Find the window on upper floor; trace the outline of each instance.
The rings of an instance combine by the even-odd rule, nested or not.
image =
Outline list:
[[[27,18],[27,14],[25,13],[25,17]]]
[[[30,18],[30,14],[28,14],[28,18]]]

What you are asked to do =>
Please give back the listing in full; each line must match exactly.

Output for this task =>
Find the window on upper floor; trace the outline of each instance.
The rings of an instance combine by the even-odd rule, nested or not.
image =
Outline list:
[[[27,18],[27,14],[25,13],[25,17]]]
[[[30,18],[30,14],[28,14],[28,18]]]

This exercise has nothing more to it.